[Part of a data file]
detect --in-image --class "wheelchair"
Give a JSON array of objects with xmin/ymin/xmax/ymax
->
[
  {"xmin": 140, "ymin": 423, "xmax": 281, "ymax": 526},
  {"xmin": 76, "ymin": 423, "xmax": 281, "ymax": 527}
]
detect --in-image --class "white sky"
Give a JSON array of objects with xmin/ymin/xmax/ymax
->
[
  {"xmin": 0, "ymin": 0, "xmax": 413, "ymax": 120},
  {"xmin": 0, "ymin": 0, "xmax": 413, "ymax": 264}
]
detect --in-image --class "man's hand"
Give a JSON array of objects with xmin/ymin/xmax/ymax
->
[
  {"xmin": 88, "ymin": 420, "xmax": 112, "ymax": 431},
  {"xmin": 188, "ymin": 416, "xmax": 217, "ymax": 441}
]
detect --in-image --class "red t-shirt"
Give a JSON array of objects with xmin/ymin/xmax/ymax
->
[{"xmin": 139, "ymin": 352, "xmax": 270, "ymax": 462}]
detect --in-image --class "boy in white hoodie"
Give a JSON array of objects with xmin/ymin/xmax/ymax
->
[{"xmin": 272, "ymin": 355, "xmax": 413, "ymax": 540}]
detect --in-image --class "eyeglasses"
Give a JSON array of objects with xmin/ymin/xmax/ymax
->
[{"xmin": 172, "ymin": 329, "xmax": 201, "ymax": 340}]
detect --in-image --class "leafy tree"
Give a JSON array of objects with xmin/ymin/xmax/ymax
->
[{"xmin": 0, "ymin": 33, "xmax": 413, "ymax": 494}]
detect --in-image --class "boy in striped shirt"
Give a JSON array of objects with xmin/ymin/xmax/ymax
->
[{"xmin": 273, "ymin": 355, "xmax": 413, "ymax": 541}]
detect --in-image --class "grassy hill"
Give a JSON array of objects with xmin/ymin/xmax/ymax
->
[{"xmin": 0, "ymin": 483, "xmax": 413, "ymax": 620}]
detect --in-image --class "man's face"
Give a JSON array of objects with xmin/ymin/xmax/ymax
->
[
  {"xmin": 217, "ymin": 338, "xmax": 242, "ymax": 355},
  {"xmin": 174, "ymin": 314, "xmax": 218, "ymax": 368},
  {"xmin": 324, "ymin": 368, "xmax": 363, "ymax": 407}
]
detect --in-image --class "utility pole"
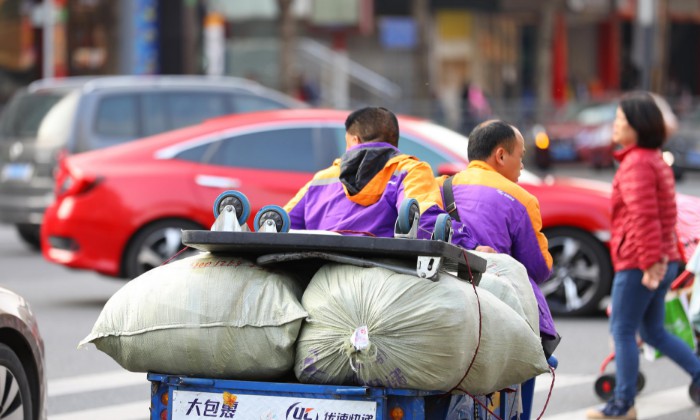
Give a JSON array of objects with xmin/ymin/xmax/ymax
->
[
  {"xmin": 535, "ymin": 1, "xmax": 557, "ymax": 121},
  {"xmin": 277, "ymin": 0, "xmax": 296, "ymax": 95},
  {"xmin": 635, "ymin": 0, "xmax": 656, "ymax": 90},
  {"xmin": 411, "ymin": 0, "xmax": 433, "ymax": 115},
  {"xmin": 42, "ymin": 0, "xmax": 56, "ymax": 79}
]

**Work to be completed**. Return each line of the listing that contains the string "white".

**Exercise response**.
detect --in-image --class "white sky"
detect --in-image --class "boy in white hoodie"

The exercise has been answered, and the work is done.